Activity>
The answer must reproduce all of the data below exactly and contain no images.

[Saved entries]
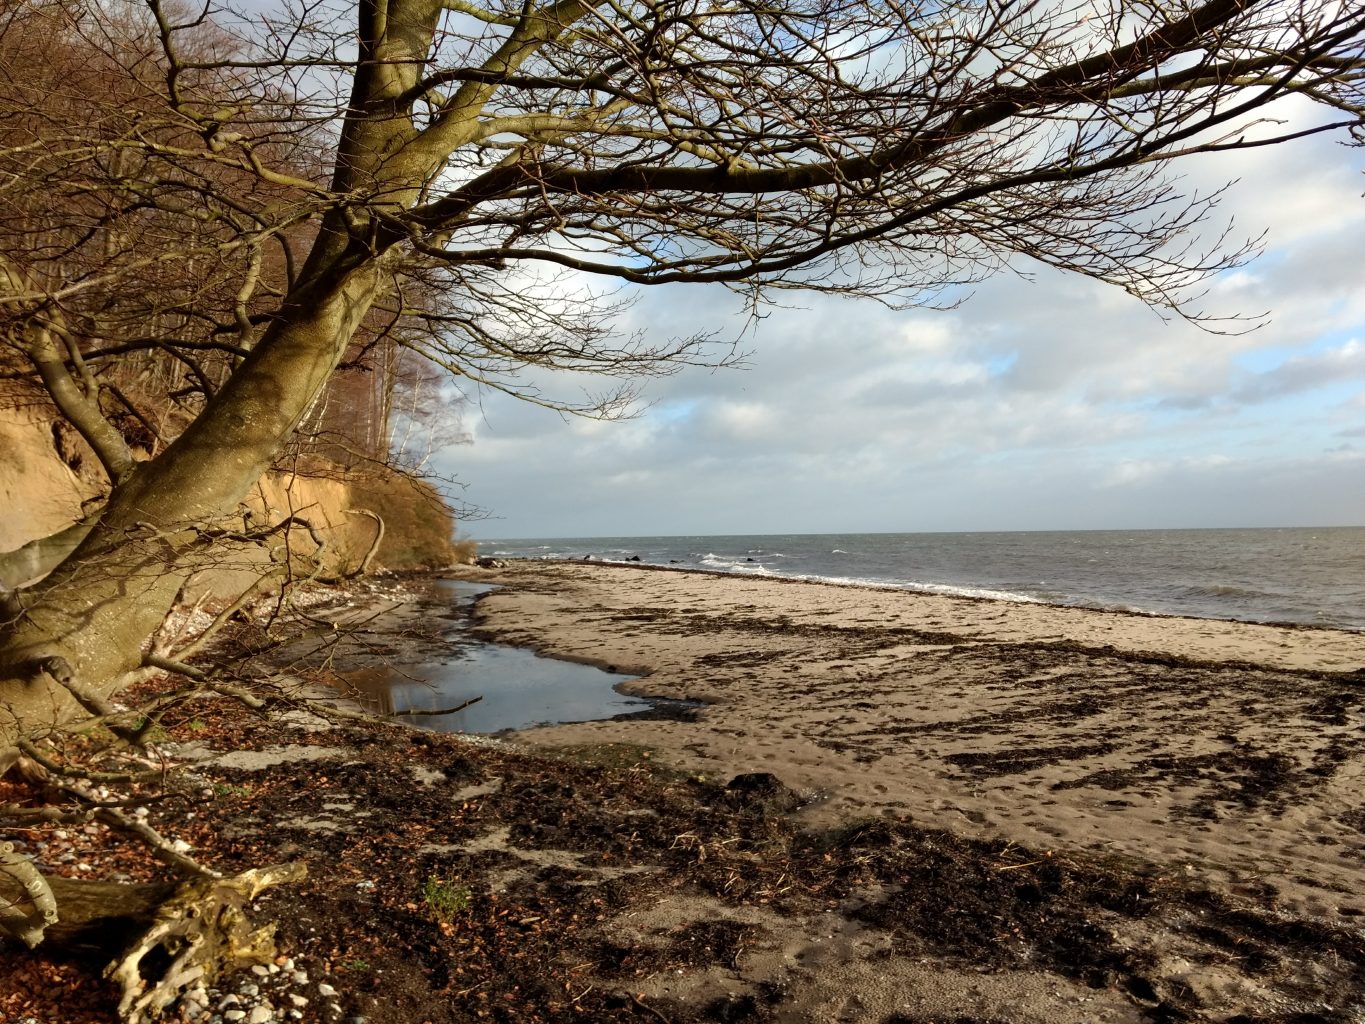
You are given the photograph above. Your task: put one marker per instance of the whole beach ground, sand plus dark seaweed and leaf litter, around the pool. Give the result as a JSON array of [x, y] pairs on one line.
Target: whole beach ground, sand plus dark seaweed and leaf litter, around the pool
[[892, 809]]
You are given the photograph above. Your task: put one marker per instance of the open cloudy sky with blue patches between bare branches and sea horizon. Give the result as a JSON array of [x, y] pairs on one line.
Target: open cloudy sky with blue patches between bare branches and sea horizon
[[1042, 403]]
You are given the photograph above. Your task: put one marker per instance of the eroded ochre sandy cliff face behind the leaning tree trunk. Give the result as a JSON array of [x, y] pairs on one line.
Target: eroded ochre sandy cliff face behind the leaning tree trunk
[[47, 477]]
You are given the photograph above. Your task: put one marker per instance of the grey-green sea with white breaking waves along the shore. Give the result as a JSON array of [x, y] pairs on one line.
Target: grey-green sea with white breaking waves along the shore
[[1306, 577]]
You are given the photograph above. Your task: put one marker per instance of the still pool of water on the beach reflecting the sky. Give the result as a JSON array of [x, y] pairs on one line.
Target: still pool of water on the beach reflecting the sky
[[517, 689]]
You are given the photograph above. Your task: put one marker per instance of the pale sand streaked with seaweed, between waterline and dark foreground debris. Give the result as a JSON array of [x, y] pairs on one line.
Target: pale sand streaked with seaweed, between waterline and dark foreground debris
[[1225, 752]]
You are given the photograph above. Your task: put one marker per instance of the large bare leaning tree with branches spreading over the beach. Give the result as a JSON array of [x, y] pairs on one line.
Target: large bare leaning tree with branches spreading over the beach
[[255, 190]]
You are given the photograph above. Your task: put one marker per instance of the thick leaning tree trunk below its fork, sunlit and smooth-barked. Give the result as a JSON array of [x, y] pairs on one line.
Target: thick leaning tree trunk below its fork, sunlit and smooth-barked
[[84, 627]]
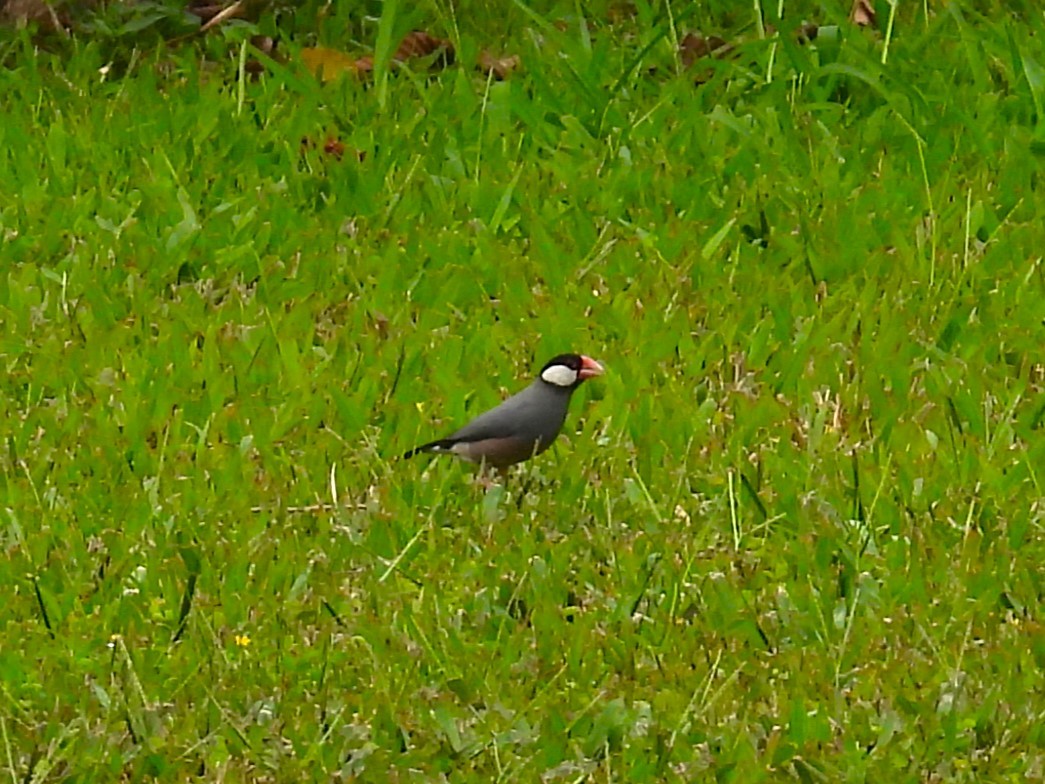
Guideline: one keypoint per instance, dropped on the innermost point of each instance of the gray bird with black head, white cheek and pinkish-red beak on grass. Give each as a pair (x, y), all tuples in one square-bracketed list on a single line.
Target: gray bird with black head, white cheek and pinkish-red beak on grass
[(523, 426)]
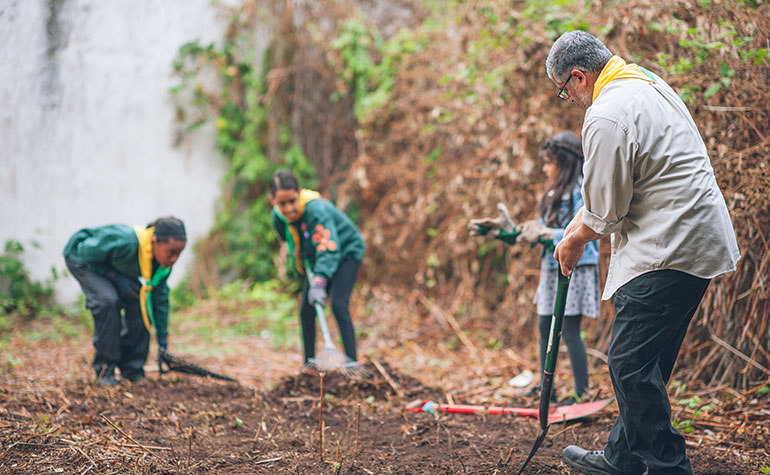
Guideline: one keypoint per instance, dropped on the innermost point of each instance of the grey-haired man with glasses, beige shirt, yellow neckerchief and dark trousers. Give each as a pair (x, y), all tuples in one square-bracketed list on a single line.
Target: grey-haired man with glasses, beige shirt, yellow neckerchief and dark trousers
[(649, 184)]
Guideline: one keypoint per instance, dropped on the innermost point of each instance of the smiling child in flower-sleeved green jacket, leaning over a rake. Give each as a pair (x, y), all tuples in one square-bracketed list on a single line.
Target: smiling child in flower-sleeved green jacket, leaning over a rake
[(316, 230)]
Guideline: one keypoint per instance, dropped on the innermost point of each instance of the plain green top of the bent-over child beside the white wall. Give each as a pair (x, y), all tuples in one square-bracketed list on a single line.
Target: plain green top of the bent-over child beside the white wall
[(115, 247)]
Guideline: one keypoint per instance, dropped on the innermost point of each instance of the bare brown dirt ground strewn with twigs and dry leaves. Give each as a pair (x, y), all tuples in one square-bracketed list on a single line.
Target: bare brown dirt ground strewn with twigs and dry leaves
[(53, 420)]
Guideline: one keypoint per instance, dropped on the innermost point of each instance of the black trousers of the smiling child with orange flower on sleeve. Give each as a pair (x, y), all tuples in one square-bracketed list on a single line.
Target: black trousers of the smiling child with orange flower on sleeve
[(340, 286)]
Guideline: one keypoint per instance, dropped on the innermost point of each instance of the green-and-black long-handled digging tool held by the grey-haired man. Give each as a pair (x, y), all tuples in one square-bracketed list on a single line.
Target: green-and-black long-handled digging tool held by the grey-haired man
[(550, 362)]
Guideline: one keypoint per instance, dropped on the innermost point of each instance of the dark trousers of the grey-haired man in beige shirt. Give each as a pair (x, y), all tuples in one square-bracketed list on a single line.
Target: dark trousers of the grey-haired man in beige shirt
[(653, 313)]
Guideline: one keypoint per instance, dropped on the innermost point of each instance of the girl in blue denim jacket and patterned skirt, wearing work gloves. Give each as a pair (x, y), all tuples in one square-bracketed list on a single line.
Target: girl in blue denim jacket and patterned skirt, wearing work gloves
[(562, 155)]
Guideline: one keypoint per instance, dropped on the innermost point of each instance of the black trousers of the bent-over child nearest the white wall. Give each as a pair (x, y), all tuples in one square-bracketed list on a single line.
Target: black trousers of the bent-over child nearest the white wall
[(120, 337)]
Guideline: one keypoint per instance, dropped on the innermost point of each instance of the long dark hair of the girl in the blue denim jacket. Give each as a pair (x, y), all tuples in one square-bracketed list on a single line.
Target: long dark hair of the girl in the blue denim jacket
[(566, 151)]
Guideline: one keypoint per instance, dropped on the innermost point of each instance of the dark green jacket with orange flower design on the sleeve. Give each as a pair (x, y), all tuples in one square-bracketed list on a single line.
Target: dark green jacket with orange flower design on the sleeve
[(327, 236)]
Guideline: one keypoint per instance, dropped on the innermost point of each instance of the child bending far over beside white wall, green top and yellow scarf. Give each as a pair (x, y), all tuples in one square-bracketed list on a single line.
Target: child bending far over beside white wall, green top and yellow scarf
[(108, 262)]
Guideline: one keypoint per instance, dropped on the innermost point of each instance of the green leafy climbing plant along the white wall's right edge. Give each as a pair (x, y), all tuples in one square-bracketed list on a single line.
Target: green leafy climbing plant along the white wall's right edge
[(238, 100)]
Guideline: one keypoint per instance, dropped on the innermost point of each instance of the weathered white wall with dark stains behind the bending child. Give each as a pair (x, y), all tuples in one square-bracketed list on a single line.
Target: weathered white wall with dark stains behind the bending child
[(86, 123)]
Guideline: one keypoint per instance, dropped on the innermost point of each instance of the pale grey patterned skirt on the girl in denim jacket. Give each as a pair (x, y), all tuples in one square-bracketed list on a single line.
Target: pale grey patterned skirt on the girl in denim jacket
[(583, 294)]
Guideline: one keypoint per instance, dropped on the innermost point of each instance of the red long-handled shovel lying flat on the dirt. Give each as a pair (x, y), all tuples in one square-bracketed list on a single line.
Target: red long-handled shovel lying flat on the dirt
[(558, 415)]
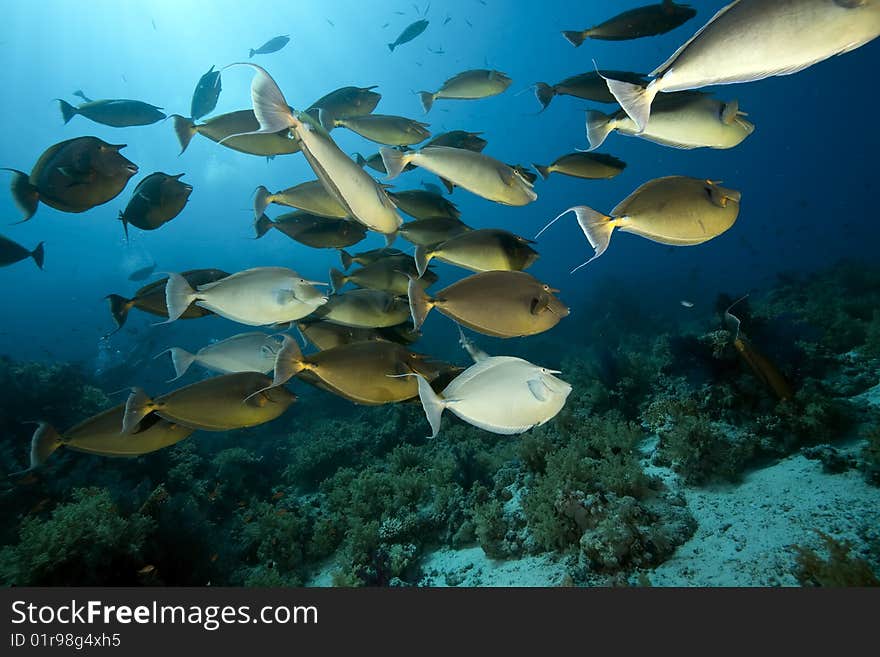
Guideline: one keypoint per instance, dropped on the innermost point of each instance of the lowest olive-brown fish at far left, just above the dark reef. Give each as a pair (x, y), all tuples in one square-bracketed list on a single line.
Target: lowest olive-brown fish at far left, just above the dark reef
[(102, 435)]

Exercise solution>
You are given the photograph above. Your task: put one marker per instance of the whole beach ground, sand plus dark seaweed and leaf litter, around the pool. Give the result as a JSON array of [x, y] pairs on one line.
Target: whole beach ground, sand plus dark seaweed and leaf litter, around the pool
[[892, 809]]
You are given the photograph above. Your task: put one marker per instance of the open cloudy sky with blue patches between bare branches and sea horizon. Give the result as a JSON array of [x, y] pairs on one line.
Target: open cloudy sky with blue patches between bare branches and sea horizon
[[1042, 403]]
You are given the photograph above. Your task: put one marker per instance of the eroded ochre sandy cliff face behind the leaning tree trunk. Give the result as a JSON array of [x, y] pairs on one line.
Target: eroded ochre sandy cliff face behind the leaning tree trunk
[[47, 477]]
You are given the photograph above. Your task: put one marker per instance of the grey-green sea with white breaking waves along the shore. Give the result as a JSON array of [x, y] pairs on one line.
Target: grey-green sea with white breaking waves along the shore
[[1306, 577]]
You are given the photograph above. Your task: put one marker per instance of the still pool of water on the beach reflecting the sky. Give the result as a JSON array of [x, y] pairs on one line.
Target: still pool of water on the beach reflecting the sky
[[517, 689]]
You are given the photograph above. Your task: put one marker per instance of the pale sand streaked with seaweed, between waterline and dark foreground debris. Give the result as a JSON array of [x, y] pairs on one line.
Target: pale sand streaked with seaweed, between waterline and dark foreground debris
[[1225, 752]]
You are given the photograph above. Your task: put one marker per instance of the large bare leaning tree with branches spreading over the beach. Give the result as a JSON array of [x, y] pairs on one line.
Target: large bare leaning tree with branches spreading over the beach
[[255, 190]]
You are given the photograph above. Your task: put one marker per instance of the thick leaning tree trunk below its fork, sunlit and smooth-barked. Give the result as a JSON array of [x, y] pairs on one line.
Target: thick leaning tree trunk below its fork, sunlit and smooth-barked
[[84, 627]]
Guideline: one keypoint per instance, dropped on the innermost point of each instance of the gray bird with black head, white cheek and pinkish-red beak on grass. Give each as a pair (x, y), all tuples in one square-bracketed list on a single line.
Target: gray bird with black head, white cheek and pinkish-red beak on grass
[(523, 426)]
Guideline: one keypoint per instance, dropped on the innermost point of each instance of the grey-haired man with glasses, beige shirt, yellow neckerchief and dark trousers. Give each as a pair (x, y), all tuples in one square-bracketed list on a single line.
Target: grey-haired man with glasses, beige shirt, yellow neckerchief and dark trousers
[(649, 184)]
Guideline: one keypoint per instance, dropped on the innermost point of each instance of the smiling child in flower-sleeved green jacket, leaning over a rake. Give each as a pair (x, y), all tuples in one square-bracketed list on a single line.
Target: smiling child in flower-sleeved green jacket, leaning over a rake
[(316, 230)]
Guideline: one keypoint per instance, dropped on the innermost point of each instance of the plain green top of the bent-over child beside the white wall. Give each as a pair (x, y), all tuples in one square-bracketed list on a single line.
Target: plain green top of the bent-over child beside the white wall
[(115, 247)]
Guideline: one keypoint per instance, dropped on the innermost point of each instance of the bare brown dirt ground strewn with twigs and dry leaves. Give each as a pair (x, y), all tuples in one square-bracketed list on a single line.
Target: bare brown dirt ground strewn with twigs and dry leaves
[(53, 420)]
Guideline: one keypoint per instance, dropped on the innermost point of each instance of the black trousers of the smiling child with orange flower on sleeve. Give each as a pair (x, y), all tuples in one square-bracketed list on a single line.
Target: black trousers of the smiling child with orange flower on sleeve
[(340, 286)]
Guideline: one keypoint per instance, dropped on the innermost point of each instance of the green-and-black long-handled digging tool held by the grey-haired man. Give each as a pair (x, y), all tuples in one square-bracketed list on a single line.
Target: green-and-black long-handled digging tool held by the grey-haired man
[(550, 362)]
Guideline: one keypoint per instance, dropped on the innermost point of each instance of the dark trousers of the grey-haired man in beige shirt. Give each as a pair (x, y), all tuples in one square-bracketed list on a single line.
Target: dark trousers of the grey-haired man in beige shirt
[(653, 313)]
Guideline: one keypoint per instance, dropped on the innermost point of each instance of the girl in blue denim jacket and patterned skirt, wearing work gloves. Give each as a pair (x, y), all tuples in one square-bracketed list on a single line.
Target: girl in blue denim jacket and patterned skirt, wearing work gloves
[(562, 155)]
Guideline: one keypoint per instance, dropped on the innermost point of each instance of the black trousers of the bent-over child nearest the white wall. Give each as a pair (x, y), all tuples in one square-bracketed list on a single line.
Target: black trousers of the bent-over child nearest the white wall
[(120, 337)]
Guideline: one keypoint per instance, dropped on the innermost point of each instance of the long dark hair of the girl in the blue denim jacket. Give each as a pair (x, y), all tuples in one square-bracketed list on a single line.
Target: long dark hair of the girl in the blue denim jacket
[(566, 151)]
Guideline: one keypoint per instance, dropped on the innermost point of each instance of the dark green jacket with orange flower design on the sleeve. Give each as a pair (x, y), all tuples in one square-bracketed list on a single line.
Target: dark green jacket with orange flower design on the sleeve
[(327, 236)]
Guideline: one keypoint per instance, dropped on the innermost point of each instance of the child bending far over beside white wall, green top and yellow scarf. Give each as a pair (x, y), all tuples in one square-bracketed list on a single line.
Target: child bending far over beside white wall, green top and yellow scarf
[(108, 262)]
Guideline: one keypoint per instance, dropped on the innermost point of each instance of the green leafy climbing plant along the white wall's right edge. Give each as a pair (x, y), all tuples in one square-bracketed list on a single line.
Target: green leafy climbing plant along the white wall's right edge
[(238, 100)]
Guideline: one keypoint per instance, dropped on the innermost point of each instance of the weathered white wall with dark stains behind the bending child. Give each as a pair (x, y), all tuples in one square-bracketed list on a single line.
Target: weathered white wall with dark stains behind the bending child
[(86, 123)]
Guideline: one keypoint per instance, dropped on the innermost point of each instance of the pale grey patterned skirt on the girl in denim jacket. Give each as a pair (x, y), all tuples in one square-bracketed list on a single line.
Target: pale grey patterned skirt on the girl in denim jacket
[(583, 294)]
Guideline: one keypoint per instance, dropped on the innermost point of each instance of the red long-handled shovel lying flat on the dirt. Give each as a pair (x, y), all tuples in one square-bracketed list on a single line.
Target: red long-handled shovel lying flat on the dirt
[(558, 415)]
Guideline: one keypoint per instance, dropped on the innermost point of each instance of the lowest olive-brown fish at far left, just above the dark reef. Give each as a pair (x, y), all tuples in one square-bracketed list on a single line.
Target: lowest olive-brown fish at far left, just above the dark reef
[(102, 435)]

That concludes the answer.